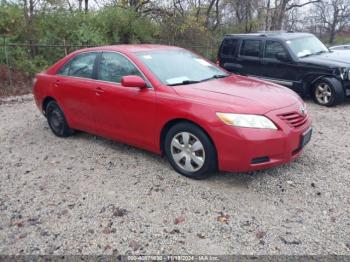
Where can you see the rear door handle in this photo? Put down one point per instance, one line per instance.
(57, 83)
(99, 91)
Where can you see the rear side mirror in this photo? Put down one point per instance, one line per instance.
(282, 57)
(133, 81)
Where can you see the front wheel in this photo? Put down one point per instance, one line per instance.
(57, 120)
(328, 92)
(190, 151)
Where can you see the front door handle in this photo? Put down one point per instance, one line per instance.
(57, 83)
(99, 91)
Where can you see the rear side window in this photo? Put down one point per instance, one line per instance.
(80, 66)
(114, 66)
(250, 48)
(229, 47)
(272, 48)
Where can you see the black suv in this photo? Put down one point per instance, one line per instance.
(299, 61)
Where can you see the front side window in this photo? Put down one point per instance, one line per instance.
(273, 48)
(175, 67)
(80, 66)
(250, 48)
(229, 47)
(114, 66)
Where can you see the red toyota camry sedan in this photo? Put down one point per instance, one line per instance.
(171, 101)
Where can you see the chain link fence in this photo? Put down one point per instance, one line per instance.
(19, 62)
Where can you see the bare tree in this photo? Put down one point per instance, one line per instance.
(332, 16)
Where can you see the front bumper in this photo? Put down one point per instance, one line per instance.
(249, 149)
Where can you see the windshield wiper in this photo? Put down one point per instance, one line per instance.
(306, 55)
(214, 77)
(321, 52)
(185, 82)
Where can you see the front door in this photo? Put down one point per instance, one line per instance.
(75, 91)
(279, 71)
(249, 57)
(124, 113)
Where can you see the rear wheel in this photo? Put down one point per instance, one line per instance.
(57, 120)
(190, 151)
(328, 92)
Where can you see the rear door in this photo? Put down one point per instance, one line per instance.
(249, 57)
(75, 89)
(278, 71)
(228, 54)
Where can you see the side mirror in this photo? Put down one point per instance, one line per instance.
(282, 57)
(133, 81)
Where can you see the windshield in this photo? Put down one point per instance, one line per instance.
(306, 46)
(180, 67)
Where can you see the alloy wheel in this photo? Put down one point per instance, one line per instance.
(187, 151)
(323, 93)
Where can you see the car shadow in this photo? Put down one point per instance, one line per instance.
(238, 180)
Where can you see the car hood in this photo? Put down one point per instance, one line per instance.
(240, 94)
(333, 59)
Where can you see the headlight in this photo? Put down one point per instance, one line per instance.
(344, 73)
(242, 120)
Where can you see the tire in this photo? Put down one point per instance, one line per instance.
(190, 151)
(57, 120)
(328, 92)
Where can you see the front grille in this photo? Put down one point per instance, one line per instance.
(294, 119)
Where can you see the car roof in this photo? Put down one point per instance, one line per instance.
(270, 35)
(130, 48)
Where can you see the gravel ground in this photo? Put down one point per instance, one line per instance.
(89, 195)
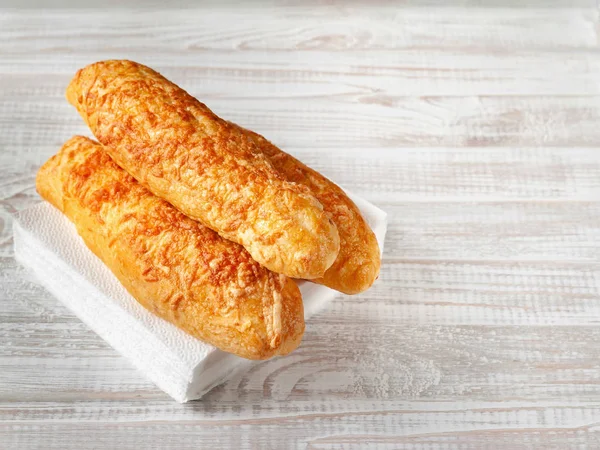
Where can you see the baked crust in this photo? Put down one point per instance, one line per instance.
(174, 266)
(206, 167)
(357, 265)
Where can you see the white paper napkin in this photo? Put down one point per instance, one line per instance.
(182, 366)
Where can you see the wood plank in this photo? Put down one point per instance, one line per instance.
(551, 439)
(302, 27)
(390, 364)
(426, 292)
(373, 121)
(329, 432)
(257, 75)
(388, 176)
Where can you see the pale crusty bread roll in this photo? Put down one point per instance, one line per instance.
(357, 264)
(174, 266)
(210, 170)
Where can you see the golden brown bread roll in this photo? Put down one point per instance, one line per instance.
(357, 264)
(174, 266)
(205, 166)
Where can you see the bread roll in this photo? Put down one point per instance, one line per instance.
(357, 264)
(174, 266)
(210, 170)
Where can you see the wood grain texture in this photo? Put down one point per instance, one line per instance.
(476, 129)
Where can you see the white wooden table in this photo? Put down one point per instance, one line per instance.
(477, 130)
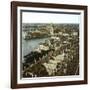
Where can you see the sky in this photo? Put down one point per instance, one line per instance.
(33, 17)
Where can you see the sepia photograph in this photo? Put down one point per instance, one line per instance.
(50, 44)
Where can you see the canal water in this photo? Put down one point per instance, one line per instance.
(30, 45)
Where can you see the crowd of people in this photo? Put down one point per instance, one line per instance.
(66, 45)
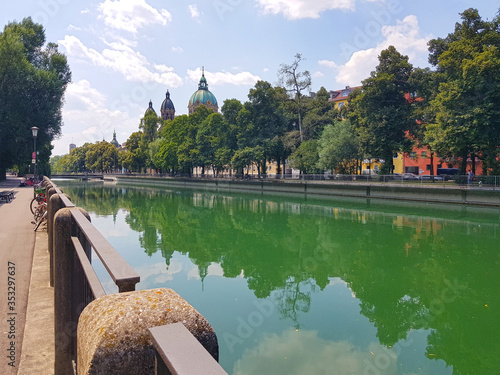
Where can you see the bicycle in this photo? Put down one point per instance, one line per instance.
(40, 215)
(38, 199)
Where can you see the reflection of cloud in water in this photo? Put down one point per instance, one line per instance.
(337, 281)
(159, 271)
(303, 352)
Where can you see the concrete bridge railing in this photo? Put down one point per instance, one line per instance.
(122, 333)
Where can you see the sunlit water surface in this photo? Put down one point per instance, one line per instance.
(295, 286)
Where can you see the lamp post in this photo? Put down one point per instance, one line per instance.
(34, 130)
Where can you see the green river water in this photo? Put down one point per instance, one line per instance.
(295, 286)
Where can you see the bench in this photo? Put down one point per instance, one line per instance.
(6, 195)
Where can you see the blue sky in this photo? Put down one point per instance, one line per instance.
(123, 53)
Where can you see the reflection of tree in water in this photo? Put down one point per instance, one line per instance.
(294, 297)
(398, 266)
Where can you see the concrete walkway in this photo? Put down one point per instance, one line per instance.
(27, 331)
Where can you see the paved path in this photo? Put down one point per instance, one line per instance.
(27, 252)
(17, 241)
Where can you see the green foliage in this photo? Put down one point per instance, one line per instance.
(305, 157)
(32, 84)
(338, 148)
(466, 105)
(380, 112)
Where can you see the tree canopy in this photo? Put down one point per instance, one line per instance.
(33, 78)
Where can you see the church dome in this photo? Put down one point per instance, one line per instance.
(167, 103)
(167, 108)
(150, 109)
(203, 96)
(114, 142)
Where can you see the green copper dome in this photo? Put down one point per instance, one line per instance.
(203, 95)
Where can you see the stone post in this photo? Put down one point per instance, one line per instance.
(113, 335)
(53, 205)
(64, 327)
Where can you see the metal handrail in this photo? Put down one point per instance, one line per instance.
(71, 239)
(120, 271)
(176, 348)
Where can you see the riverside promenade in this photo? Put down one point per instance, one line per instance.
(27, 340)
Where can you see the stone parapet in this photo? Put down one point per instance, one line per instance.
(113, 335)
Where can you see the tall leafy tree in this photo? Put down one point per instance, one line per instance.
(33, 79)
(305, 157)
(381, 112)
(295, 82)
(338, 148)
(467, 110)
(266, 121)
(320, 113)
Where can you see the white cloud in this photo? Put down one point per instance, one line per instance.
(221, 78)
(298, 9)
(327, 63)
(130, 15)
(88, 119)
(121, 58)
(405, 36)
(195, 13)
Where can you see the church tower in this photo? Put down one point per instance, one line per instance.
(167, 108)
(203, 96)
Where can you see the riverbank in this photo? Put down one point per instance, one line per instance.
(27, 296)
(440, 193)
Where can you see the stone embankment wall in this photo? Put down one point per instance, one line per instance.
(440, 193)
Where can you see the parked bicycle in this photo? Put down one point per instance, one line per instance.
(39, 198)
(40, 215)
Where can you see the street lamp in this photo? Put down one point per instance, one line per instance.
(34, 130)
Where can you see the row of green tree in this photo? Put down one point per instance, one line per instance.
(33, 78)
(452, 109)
──────────
» What the exercise asks
Return the material word for word. Pictures are not part of the copy.

» Task solution
Where can you see the rear door handle in this photo? Put down one point per instance, one line per instance.
(57, 83)
(99, 91)
Where can you see the rear side mirror in this photo? Put down one point per instance, one line per instance.
(282, 57)
(133, 81)
Where can you see the front wheel in this photo? Put down one point per instance, one line per instance.
(57, 120)
(328, 92)
(190, 151)
Where can you see the front door handle in this photo? Put down one point per instance, one line per instance.
(57, 83)
(99, 91)
Where can you see the rear side window in this photo? Put down one point per instance, one line per instance.
(80, 66)
(114, 66)
(250, 48)
(229, 47)
(272, 48)
Where can you see the black suv in this photo? Put down one point per instance, one line per instance.
(299, 61)
Where can you see the front side window in this photo? Put down one point per instance, one line per instance.
(273, 48)
(175, 67)
(80, 66)
(250, 48)
(229, 47)
(114, 66)
Where can you see the red toyota camry sedan in this photo? Put down one point per instance, one line per instance.
(171, 101)
Where can you see the chain link fence in this photo? Put down one point per instance, one line per instance.
(19, 62)
Where can you see the bare tree in this photo? Put down one point per instance, one line per instance.
(332, 16)
Where can you see the front bumper in this photo? Put down one point per instance, one line per instance.
(249, 149)
Where can you see the windshield wiper in this photo? Put down one point per instance, one line per instance.
(306, 55)
(214, 77)
(321, 52)
(185, 82)
Where can you see the front door in this photo? Put down one point per instance, one line per instance.
(75, 91)
(279, 71)
(249, 57)
(124, 113)
Where can you see the rear wheel in this photo? Put down one point per instance, one line per instance.
(57, 120)
(190, 151)
(328, 92)
Where can you see the rear door in this photo? Put down one point per instance, one line per instance.
(249, 57)
(75, 89)
(278, 71)
(228, 54)
Where can you see the side mirror in this photo? Put down one point per instance, one line per instance.
(282, 57)
(133, 81)
Where can you see the windshield in this photo? Put down one point per instance, one line per instance.
(306, 46)
(180, 67)
Where can you see the alloy wheel in this photo? Put down one point per instance, one line per instance.
(187, 151)
(323, 93)
Where can you see the car shadow in this photo? Put down one point per instance, one line per instance.
(238, 180)
Where can you see the car hood in this photo? Put down one point per instance, one line per instance.
(240, 94)
(333, 59)
Where can you see the headlight in this photo? Put down one point per instance, one line per instance.
(344, 73)
(242, 120)
Where can you see the tire in this photo? Put down one point per instance, one line per instance.
(190, 151)
(57, 120)
(328, 92)
Where can you see the front grille in this photo? Put down one point per instance, one line per instance.
(294, 119)
Where can you see the car roof in this photo? Put down one point per instance, one line per instance.
(270, 35)
(130, 48)
Where can you see the gravel ground in this photo? Put down one point per instance, one line per instance.
(89, 195)
Where can you see the baked crust in this photo? Put down one point per instance, one line per instance.
(174, 266)
(206, 167)
(357, 265)
Where can you see the white paper napkin in this photo? Put down one point per instance, one line per instance.
(182, 366)
Where can you see the wood plank in this photo? Put down one point per instance, one line per instance.
(551, 439)
(302, 27)
(390, 364)
(426, 292)
(373, 121)
(329, 432)
(257, 75)
(388, 176)
Where can you see the pale crusty bread roll in this photo? Put down one point per instance, one line per instance.
(357, 264)
(174, 266)
(210, 170)
Where can you see the golden brown bread roll in this photo? Put down one point per instance, one line per instance.
(357, 264)
(174, 266)
(205, 166)
Where can you see the bread roll in this photo? Put down one point per instance, one line per instance.
(357, 264)
(174, 266)
(210, 170)
Where can you see the wood grain texture in this photo? Put down one point per instance, one line per instance.
(476, 129)
Where can you see the white wooden table in this photo? Put down one point per instance, one line per instance.
(477, 130)
Where can you see the sky in this photo? Put down one point per instance, one line per instance.
(33, 17)
Where can you see the sepia photograph in this photo? Put down one point per instance, one line per instance.
(50, 44)
Where can you see the canal water in this photo? Put down one point per instance, one line per instance.
(30, 45)
Where can you see the crowd of people in this photo? Put down one point per instance, one line per instance.
(66, 45)
Where can you see the bicycle in this photo? Put down one point per instance, one line per instance.
(40, 215)
(38, 199)
Where can you see the reflection of cloud in water in this photo? Put down one point per instance, one line per instance.
(337, 281)
(159, 271)
(303, 352)
Where can you see the concrete bridge railing in this photo? Put down one point per instance, one line per instance.
(122, 333)
Where can you see the sunlit water surface in this photo? Put down one point per instance, one line per instance.
(295, 286)
Where can you see the lamp post in this photo? Put down one point per instance, one line per instance.
(34, 130)
Where can you see the green river water in this photo? Put down one point per instance, one line per instance.
(295, 286)
Where can you see the bench in this photo? Put down one point per instance, one line per instance.
(6, 195)
Where can you see the blue sky in this photo? Put down one point per instance, one line per instance.
(123, 53)
Where can you see the reflection of tree in water in this photo? Put down one point per instance, one line per instance.
(294, 297)
(398, 266)
Where can you see the concrete walkway in this photo? Put down one point per instance, one line per instance.
(27, 331)
Where can you see the paved path in this photo? Put down one point per instance, one line per instance.
(27, 252)
(17, 241)
Where can you see the green foliage in this photo? Put down one point per instance, one line per instance.
(305, 157)
(32, 84)
(338, 148)
(466, 105)
(380, 112)
Where can you see the tree canopy in this photo? Put down one point per instance, one line per instance.
(33, 78)
Where can you see the church dome in this photo? Put down one point per instance, one line per instance.
(167, 103)
(167, 108)
(150, 109)
(203, 96)
(114, 142)
Where can you see the green copper dome in this photo? Put down one point per instance, one line per instance.
(203, 95)
Where can you see the stone post in this photo? Put down one point per instance, one line per instance.
(113, 335)
(53, 205)
(64, 327)
Where can you see the metal handrail in this photo? Put down one point per instance, one line per instance.
(71, 239)
(120, 271)
(176, 348)
Where can you see the riverside promenade in this photo? Put down one point per instance, one line per instance.
(27, 340)
Where can you see the stone parapet in this photo? Put down one point per instance, one line per instance.
(113, 335)
Where can you see the tall leafy tree in this photo? Put down one point per instance, one line per instance.
(33, 79)
(305, 157)
(381, 112)
(295, 82)
(338, 148)
(467, 110)
(266, 121)
(320, 113)
Where can you see the white cloud in this photo? Put down one point per instance, one line per instance.
(221, 78)
(298, 9)
(327, 63)
(130, 15)
(88, 119)
(121, 58)
(405, 36)
(195, 13)
Where can you see the church tower in this photo? Put down one point per instance, one line per instance.
(167, 108)
(203, 96)
Where can you see the riverbank in this photo? Put down one point per instance, one line per instance.
(27, 296)
(440, 193)
Where can you see the stone embankment wall in this photo? Put down one point per instance, one line per instance.
(440, 193)
Where can you see the parked bicycle in this photo? Put down one point per instance, one line per instance.
(39, 198)
(40, 215)
Where can you see the street lamp in this photo? Put down one point per instance, one line per instance.
(34, 130)
Where can you see the row of green tree in this photo? Put down one point per instance, one line per instance.
(33, 78)
(452, 109)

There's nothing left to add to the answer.